*** Opening of EXERCISE PASSAGE ***

Forex: Best trading strategies
Each major Forex cross remains in its 3 week trading range, and are still therefore in breakout mode. This means that day traders expect a move of hundreds of pips soon, but the bulls and bears are in balance and no one knows whether the breakout will be up or down. Those who trade Forex markets for a living know that each leg up or down within the trading range might be the start of the trend, but the odds of any one of these breakout attempts succeeding are small. They therefore expect strong moves up or down to last only a day or so and then reverse.
When there is a trading range and it has a strong move up or down, the swing can often go beyond the range before it reveres, and it often goes further than what might seem likely. Because of this, traders learning how to trade the markets should be patient and not take the first reversal. When a move is strong and a trader is looking to enter on a reversal, the math is better if a day trader waits for a 2nd entry. Sometimes the 2nd signal is not reliable. When that is a case, the trader looks to enter early in the reversal once he sees that it is strong.

*** Close of EXERCISE PASSAGE ***

--- TASK 1 ---
Condense the paragraph of the Forex passage that begins "Each major Forex cross" into a short bulleted list that keeps its main facts.
--- TASK 2 ---
According to the Forex passage, how long has each major Forex cross stayed in its trading range?
--- TASK 3 ---
Why does the Forex passage say traders who are learning should be patient and not take the first reversal?
You won't need the source records for this exercise.

*** Opening of DATA RECORDS ***

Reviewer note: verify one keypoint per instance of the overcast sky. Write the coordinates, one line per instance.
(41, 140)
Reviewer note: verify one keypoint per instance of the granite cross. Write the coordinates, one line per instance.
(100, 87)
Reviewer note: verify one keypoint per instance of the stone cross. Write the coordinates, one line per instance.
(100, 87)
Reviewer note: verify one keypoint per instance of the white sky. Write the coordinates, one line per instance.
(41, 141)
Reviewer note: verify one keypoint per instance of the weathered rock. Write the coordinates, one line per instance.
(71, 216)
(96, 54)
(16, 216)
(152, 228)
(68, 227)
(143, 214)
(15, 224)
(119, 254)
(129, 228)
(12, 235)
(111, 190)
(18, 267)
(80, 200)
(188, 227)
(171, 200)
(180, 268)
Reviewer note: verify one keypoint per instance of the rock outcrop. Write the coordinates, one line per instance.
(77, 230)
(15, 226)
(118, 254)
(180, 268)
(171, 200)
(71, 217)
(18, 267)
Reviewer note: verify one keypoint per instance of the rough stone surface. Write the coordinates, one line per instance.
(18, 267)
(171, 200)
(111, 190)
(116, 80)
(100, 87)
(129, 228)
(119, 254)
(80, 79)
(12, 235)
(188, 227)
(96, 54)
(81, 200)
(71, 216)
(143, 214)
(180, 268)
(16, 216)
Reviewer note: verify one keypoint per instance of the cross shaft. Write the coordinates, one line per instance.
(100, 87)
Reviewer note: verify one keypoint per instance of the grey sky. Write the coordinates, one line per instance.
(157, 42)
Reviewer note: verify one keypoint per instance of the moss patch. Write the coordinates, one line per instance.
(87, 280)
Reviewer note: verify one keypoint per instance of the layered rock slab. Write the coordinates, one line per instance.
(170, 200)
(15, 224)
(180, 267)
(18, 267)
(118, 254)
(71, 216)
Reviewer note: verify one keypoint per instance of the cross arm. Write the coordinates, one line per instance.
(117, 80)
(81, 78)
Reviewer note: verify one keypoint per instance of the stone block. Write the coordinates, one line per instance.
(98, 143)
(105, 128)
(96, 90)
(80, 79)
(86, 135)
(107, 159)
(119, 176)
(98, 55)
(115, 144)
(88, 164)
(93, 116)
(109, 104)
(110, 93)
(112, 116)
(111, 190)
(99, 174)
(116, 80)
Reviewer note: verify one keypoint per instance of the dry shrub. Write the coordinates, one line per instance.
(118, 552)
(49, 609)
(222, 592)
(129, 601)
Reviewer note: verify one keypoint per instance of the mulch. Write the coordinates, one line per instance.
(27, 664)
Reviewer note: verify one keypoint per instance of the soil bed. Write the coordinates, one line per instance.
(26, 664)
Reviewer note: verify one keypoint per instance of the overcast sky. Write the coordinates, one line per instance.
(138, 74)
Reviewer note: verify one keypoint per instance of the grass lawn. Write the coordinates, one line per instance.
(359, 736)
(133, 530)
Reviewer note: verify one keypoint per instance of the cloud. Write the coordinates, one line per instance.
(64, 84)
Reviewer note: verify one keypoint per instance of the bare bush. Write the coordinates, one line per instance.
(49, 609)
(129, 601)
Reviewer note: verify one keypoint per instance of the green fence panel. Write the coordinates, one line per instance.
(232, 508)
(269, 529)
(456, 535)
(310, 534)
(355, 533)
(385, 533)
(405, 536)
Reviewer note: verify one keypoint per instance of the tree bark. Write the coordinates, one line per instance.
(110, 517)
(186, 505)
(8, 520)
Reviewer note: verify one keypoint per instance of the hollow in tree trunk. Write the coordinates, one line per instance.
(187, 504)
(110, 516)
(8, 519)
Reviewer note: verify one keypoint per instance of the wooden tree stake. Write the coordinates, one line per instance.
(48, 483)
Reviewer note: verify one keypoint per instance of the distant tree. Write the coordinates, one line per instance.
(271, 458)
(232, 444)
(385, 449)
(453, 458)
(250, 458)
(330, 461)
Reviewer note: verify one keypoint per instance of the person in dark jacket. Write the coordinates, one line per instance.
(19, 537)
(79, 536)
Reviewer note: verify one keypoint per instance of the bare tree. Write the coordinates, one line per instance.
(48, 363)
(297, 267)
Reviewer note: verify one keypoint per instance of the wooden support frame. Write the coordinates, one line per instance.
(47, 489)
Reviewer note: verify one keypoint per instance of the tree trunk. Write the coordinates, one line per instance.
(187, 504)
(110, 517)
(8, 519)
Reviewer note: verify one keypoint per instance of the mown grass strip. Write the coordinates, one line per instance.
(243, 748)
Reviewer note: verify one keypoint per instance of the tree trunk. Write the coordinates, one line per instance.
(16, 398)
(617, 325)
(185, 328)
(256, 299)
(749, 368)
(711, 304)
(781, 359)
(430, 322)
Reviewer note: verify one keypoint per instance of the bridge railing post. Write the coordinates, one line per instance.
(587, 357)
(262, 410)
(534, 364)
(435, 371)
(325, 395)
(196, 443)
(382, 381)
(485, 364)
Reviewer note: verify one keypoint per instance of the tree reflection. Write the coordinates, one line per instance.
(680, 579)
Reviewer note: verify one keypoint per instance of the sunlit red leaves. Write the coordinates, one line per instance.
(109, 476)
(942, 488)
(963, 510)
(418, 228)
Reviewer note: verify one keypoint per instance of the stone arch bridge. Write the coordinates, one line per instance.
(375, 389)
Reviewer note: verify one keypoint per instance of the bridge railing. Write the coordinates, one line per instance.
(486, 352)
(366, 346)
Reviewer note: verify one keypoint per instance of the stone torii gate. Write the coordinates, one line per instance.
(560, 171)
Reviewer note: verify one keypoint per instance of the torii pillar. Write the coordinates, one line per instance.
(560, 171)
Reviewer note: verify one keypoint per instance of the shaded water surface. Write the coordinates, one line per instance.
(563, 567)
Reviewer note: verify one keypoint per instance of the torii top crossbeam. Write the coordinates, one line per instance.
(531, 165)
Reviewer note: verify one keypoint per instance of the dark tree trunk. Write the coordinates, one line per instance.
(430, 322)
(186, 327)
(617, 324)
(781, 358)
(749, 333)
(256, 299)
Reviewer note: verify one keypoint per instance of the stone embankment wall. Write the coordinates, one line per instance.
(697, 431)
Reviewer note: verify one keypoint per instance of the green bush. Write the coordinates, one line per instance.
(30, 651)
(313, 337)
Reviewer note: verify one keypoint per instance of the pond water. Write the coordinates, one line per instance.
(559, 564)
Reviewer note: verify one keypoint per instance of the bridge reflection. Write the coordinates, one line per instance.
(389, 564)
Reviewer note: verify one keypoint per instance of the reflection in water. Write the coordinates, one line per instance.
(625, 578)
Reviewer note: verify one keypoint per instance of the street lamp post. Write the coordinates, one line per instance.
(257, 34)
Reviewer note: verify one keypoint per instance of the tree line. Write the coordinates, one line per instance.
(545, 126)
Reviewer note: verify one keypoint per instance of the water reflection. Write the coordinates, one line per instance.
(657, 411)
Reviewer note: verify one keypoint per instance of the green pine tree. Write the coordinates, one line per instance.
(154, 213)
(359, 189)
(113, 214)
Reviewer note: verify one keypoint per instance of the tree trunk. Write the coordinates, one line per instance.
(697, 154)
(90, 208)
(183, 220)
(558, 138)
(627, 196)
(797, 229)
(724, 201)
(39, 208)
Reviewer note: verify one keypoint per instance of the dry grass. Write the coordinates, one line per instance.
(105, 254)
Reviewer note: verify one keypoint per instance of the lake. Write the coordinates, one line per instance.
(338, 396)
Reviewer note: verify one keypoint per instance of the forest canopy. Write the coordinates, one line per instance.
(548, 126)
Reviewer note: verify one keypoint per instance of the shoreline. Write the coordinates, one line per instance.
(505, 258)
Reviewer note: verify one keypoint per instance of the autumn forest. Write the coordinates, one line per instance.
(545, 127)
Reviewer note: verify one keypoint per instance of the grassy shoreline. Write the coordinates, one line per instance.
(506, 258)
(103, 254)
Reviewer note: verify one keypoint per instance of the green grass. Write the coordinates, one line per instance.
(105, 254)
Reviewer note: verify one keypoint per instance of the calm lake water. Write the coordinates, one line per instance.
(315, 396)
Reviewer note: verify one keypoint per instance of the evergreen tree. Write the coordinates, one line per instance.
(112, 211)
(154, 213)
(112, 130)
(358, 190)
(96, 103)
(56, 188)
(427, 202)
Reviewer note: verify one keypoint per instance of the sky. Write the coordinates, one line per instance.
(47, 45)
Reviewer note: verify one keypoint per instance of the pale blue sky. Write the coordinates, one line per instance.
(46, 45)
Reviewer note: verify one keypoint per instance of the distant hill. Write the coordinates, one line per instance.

*** Close of DATA RECORDS ***

--- YOUR SOLUTION 1 ---
- Each major Forex cross is still in its 3-week trading range, so it remains in breakout mode.
- Day traders expect a move of hundreds of pips soon.
- Bulls and bears are in balance, and no one knows whether the breakout will be up or down.
- Professional traders know each leg within the range could start a trend, but few breakout attempts succeed.
- They therefore expect strong moves to last only about a day and then reverse.

--- YOUR SOLUTION 2 ---
Three weeks.

--- YOUR SOLUTION 3 ---
When a trading range has a strong move up or down, the swing can often go beyond the range before it reverses. It often goes further than might seem likely, so entering on the first reversal can be premature.